*Görev A*.
Belge bölümüne göre aşağıdaki soruları yanıtlayın.
(i) Davacı hakkında hangi iki suçtan kamu davası açılmıştır?
(ii) Davacı hangi suçtan, hangi gerekçeyle beraat etmiştir?
(iii) Verilen karar hangi tarihte kesinleşmiştir?
*Görev B*. Belge bölümünde "Dava dışı ortak" ile başlayıp "17/07/2019 tarihinde kesinleşmiştir." sözlerine kadar süren kısmı hiç değiştirmeden geri verin.

*Belge Bölümü*.
══════════

Dava dışı ortak … tarafından, davacı ortak hakkında yapılan şikayet üzerine İzmir … Asliye Ceza Mahkemesinin …/… esas sayılı dosyasında; davacı hakkında özel belgede sahtecilik ve hizmet nedeniyle güveni kötüye kullanma suçları ile açılan kamu davası sonunda, davacının hizmet nedeniyle güveni kötüye kullanmak suçundan delil yetersizliğinden beraatine, özel belgede sahtecilik suçundan ise cezalandırılmasına ilişkin verilen karar 17/07/2019 tarihinde kesinleşmiştir.

══════════

*Alıntı Satırlar*.

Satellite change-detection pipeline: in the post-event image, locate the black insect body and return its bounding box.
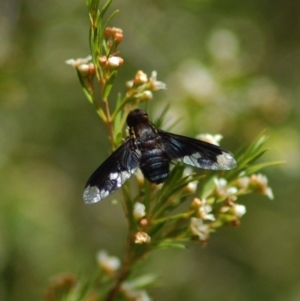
[83,109,236,204]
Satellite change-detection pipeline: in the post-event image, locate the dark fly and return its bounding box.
[83,109,236,204]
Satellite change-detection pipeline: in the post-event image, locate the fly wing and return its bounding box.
[83,138,141,204]
[158,130,237,170]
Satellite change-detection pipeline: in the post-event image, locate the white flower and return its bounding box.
[214,178,238,197]
[249,174,274,200]
[134,231,151,245]
[66,55,92,68]
[133,202,146,219]
[196,134,223,145]
[97,251,121,274]
[192,198,216,221]
[233,204,247,218]
[190,217,209,241]
[221,202,247,219]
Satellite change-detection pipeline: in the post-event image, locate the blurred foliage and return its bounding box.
[0,0,300,301]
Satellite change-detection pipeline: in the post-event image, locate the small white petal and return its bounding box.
[133,202,146,219]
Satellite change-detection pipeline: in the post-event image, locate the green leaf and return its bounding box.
[157,241,186,249]
[126,274,157,289]
[96,0,112,19]
[103,70,118,99]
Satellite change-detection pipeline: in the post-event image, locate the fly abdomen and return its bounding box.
[140,148,169,184]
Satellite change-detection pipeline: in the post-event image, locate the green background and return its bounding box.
[0,0,300,301]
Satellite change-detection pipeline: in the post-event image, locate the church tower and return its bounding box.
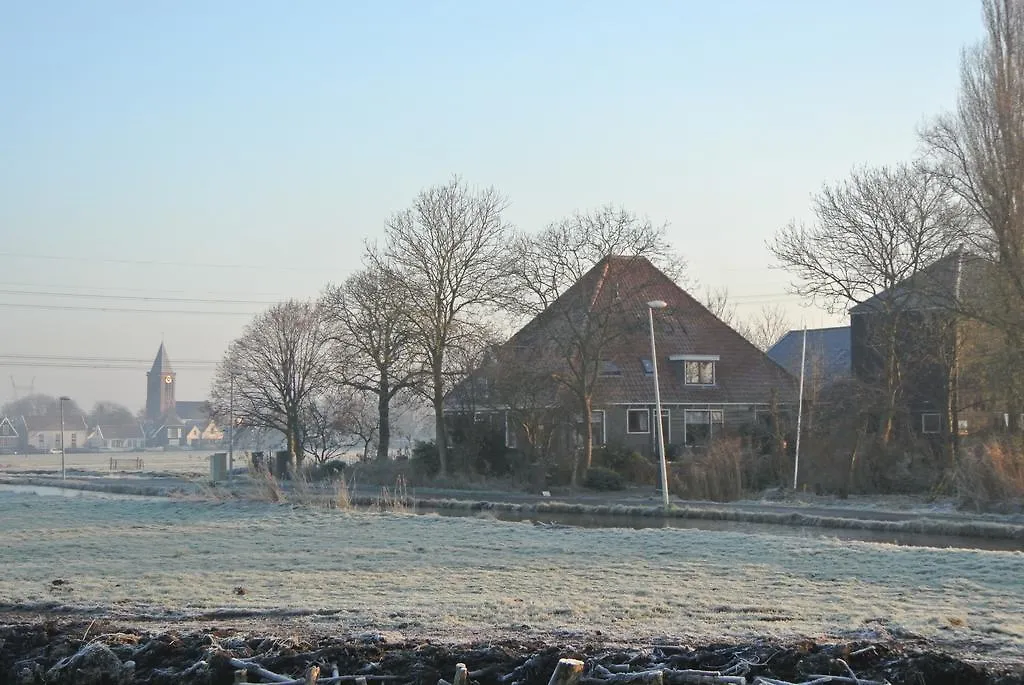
[145,343,176,421]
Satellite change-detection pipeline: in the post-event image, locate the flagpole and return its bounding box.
[793,324,807,489]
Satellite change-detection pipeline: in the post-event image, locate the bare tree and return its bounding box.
[703,288,739,327]
[736,304,790,352]
[383,177,509,475]
[769,165,968,442]
[211,300,335,463]
[322,255,422,459]
[508,205,686,316]
[511,206,684,483]
[923,0,1024,418]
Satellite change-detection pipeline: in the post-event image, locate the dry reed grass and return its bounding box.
[955,438,1024,508]
[670,438,743,502]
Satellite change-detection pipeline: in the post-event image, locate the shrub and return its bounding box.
[669,438,743,502]
[594,444,655,485]
[955,439,1024,509]
[410,440,441,478]
[583,466,626,490]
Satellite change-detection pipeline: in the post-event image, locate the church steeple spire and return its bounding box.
[145,342,176,421]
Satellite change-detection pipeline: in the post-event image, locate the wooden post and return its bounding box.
[548,659,585,685]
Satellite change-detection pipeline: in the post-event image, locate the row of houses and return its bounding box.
[0,405,224,454]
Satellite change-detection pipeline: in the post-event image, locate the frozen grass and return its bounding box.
[0,493,1024,660]
[0,449,218,475]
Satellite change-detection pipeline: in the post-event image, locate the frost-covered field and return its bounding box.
[0,493,1024,660]
[0,451,214,474]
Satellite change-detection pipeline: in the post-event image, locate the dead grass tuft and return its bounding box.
[955,438,1024,509]
[375,474,412,513]
[670,438,743,502]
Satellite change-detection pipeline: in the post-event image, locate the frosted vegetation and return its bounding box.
[0,494,1024,659]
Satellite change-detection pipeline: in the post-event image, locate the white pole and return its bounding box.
[793,326,807,489]
[57,397,68,480]
[647,300,669,511]
[227,375,234,480]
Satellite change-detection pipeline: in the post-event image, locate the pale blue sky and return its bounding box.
[0,0,981,409]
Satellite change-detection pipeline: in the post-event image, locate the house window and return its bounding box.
[505,412,519,449]
[683,359,715,385]
[683,410,725,444]
[590,410,605,445]
[654,409,672,449]
[626,408,650,433]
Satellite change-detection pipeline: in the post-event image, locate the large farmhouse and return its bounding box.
[446,256,796,455]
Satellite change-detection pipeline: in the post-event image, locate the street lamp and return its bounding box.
[647,300,669,511]
[57,395,71,480]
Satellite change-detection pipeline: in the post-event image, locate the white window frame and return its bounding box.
[650,406,672,449]
[590,410,602,446]
[669,354,721,388]
[626,406,650,435]
[683,359,718,387]
[505,412,519,449]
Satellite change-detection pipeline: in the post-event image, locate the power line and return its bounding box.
[0,281,290,301]
[0,302,257,316]
[0,290,276,306]
[0,252,337,272]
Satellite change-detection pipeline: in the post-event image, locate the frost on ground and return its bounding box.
[0,494,1024,660]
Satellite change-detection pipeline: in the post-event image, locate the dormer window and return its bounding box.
[683,361,715,385]
[601,360,623,376]
[669,354,719,385]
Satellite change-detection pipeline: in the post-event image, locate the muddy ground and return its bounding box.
[0,617,1024,685]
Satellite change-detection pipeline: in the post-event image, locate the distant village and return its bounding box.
[0,343,282,454]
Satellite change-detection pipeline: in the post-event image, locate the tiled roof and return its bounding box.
[452,256,796,405]
[768,326,852,380]
[150,343,174,376]
[850,250,988,314]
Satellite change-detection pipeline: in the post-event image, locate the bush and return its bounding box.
[410,440,441,478]
[594,444,668,485]
[303,459,347,481]
[583,466,626,490]
[955,439,1024,509]
[669,438,743,502]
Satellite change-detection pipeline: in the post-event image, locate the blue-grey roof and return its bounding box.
[768,326,851,380]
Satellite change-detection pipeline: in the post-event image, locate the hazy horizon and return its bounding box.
[0,0,982,411]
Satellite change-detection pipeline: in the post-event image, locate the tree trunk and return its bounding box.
[879,319,899,444]
[433,358,449,476]
[583,395,594,473]
[377,373,391,460]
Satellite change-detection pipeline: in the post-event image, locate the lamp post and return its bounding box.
[647,300,669,511]
[57,395,71,480]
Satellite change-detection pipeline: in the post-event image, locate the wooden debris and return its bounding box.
[548,658,584,685]
[452,663,469,685]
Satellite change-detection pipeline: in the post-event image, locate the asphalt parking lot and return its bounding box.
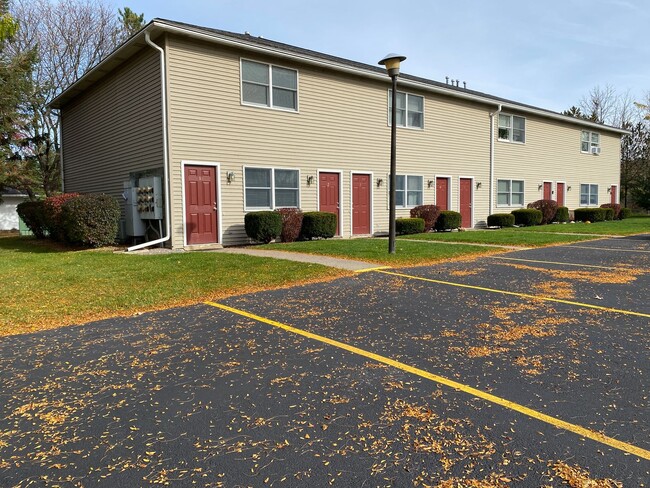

══════════

*Yazılı Çözüm A*.
(i) Özel belgede sahtecilik ve hizmet nedeniyle güveni kötüye kullanma.
(ii) Hizmet nedeniyle güveni kötüye kullanma suçundan, delil yetersizliğinden beraat etmiştir.
(iii) 17/07/2019.

*Yazılı Çözüm B*.
Dava dışı ortak … tarafından, davacı ortak hakkında yapılan şikayet üzerine İzmir … Asliye Ceza Mahkemesinin …/… esas sayılı dosyasında; davacı hakkında özel belgede sahtecilik ve hizmet nedeniyle güveni kötüye kullanma suçları ile açılan kamu davası sonunda, davacının hizmet nedeniyle güveni kötüye kullanmak suçundan delil yetersizliğinden beraatine, özel belgede sahtecilik suçundan ise cezalandırılmasına ilişkin verilen karar 17/07/2019 tarihinde kesinleşmiştir.